- EXERCISE
Reproduce the records unchanged, from the first line through the line that contains "233 355 L 237".

#### TASK MATERIAL ####

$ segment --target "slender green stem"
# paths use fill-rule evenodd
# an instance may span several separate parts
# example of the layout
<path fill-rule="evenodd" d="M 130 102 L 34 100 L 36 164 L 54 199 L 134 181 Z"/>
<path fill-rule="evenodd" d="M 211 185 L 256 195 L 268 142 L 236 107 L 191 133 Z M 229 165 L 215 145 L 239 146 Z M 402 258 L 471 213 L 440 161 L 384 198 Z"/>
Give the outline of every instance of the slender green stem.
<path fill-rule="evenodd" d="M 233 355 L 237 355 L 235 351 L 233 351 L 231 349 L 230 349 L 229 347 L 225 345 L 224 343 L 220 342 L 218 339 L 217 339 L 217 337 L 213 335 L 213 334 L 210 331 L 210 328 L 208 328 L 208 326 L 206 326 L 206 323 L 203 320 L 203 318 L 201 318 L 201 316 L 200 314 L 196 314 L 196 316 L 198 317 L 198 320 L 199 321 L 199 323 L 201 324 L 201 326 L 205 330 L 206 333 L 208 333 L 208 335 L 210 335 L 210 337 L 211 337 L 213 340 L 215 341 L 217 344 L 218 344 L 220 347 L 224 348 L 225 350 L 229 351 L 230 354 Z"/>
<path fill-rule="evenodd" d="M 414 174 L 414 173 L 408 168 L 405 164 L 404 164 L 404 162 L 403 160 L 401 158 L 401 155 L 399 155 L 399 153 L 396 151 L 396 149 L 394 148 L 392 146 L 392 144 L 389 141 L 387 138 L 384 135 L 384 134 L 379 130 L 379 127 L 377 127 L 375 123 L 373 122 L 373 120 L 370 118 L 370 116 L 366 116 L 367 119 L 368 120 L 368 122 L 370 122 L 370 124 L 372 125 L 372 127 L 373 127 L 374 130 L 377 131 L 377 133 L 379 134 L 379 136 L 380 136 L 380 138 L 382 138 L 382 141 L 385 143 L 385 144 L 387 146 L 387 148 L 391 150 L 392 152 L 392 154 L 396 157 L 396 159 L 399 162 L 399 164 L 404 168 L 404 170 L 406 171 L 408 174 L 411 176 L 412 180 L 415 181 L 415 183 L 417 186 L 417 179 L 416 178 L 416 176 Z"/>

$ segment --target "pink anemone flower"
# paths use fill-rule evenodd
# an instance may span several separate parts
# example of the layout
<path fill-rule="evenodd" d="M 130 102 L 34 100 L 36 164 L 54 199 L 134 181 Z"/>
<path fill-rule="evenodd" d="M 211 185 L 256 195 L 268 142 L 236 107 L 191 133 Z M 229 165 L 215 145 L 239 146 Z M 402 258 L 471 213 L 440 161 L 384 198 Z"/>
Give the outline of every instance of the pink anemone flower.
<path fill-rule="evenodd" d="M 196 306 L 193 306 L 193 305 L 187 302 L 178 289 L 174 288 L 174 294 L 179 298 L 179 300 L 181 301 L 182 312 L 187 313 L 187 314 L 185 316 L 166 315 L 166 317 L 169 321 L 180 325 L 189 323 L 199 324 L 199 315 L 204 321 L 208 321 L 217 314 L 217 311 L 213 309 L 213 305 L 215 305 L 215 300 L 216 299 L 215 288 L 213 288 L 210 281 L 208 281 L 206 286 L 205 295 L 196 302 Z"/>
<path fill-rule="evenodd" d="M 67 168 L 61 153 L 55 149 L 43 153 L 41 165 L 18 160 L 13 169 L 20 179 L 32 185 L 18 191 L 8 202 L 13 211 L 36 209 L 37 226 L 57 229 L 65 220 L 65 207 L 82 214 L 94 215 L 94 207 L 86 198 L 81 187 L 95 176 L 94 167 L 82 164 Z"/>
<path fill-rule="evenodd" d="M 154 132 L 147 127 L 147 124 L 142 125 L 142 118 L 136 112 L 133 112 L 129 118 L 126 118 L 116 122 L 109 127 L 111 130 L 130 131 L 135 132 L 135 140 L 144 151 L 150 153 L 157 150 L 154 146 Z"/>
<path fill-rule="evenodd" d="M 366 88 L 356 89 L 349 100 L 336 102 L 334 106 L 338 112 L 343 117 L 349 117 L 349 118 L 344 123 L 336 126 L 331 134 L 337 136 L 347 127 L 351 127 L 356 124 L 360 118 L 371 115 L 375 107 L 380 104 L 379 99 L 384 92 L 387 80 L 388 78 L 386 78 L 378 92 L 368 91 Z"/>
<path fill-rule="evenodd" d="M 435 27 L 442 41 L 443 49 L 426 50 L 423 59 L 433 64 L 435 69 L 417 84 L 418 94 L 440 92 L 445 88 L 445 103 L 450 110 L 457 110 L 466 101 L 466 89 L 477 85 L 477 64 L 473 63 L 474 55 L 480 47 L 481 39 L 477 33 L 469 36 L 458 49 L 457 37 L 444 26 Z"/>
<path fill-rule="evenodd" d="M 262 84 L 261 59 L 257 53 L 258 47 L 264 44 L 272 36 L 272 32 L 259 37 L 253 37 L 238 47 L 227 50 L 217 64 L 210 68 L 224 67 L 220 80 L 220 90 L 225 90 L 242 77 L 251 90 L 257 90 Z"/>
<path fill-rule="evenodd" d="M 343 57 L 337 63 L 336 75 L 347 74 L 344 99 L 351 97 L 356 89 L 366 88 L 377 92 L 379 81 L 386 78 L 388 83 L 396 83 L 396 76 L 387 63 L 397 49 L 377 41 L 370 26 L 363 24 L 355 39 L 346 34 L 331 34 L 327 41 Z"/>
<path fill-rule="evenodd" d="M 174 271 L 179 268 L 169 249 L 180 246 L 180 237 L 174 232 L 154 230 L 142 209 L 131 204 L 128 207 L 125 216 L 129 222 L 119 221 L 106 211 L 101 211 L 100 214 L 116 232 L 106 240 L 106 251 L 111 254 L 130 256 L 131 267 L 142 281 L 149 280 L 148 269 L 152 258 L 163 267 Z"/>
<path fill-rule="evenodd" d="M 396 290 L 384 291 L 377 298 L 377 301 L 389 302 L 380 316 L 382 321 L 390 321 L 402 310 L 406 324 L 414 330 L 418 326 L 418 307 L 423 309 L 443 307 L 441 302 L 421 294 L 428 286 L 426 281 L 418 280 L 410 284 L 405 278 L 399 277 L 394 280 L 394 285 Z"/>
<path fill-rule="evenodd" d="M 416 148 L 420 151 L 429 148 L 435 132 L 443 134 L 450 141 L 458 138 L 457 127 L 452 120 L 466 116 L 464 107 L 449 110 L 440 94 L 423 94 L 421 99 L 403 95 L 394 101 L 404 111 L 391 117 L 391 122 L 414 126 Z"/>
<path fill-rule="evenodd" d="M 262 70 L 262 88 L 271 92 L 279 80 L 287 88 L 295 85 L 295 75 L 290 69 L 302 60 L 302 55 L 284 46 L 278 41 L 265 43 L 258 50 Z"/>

####

- FULL ANSWER
$ segment --target "slender green stem"
# paths use fill-rule evenodd
# an instance may span several separate parts
# example of the layout
<path fill-rule="evenodd" d="M 130 102 L 34 100 L 36 164 L 54 199 L 134 181 Z"/>
<path fill-rule="evenodd" d="M 211 185 L 256 195 L 268 142 L 236 107 L 191 133 Z M 229 165 L 215 145 L 239 146 Z M 402 258 L 471 213 L 440 161 L 384 198 Z"/>
Give the outline of every instance of the slender green stem.
<path fill-rule="evenodd" d="M 233 355 L 237 355 L 235 351 L 233 351 L 231 349 L 230 349 L 229 347 L 225 345 L 224 343 L 220 342 L 218 339 L 217 339 L 217 337 L 213 335 L 213 334 L 210 331 L 210 328 L 208 328 L 208 326 L 206 326 L 206 323 L 203 320 L 203 318 L 201 318 L 201 316 L 200 314 L 196 314 L 196 316 L 198 317 L 198 320 L 199 321 L 199 323 L 201 324 L 201 326 L 205 330 L 206 333 L 208 333 L 208 335 L 210 335 L 210 337 L 211 337 L 213 340 L 215 341 L 217 344 L 218 344 L 220 347 L 224 348 L 225 350 L 229 351 L 230 354 Z"/>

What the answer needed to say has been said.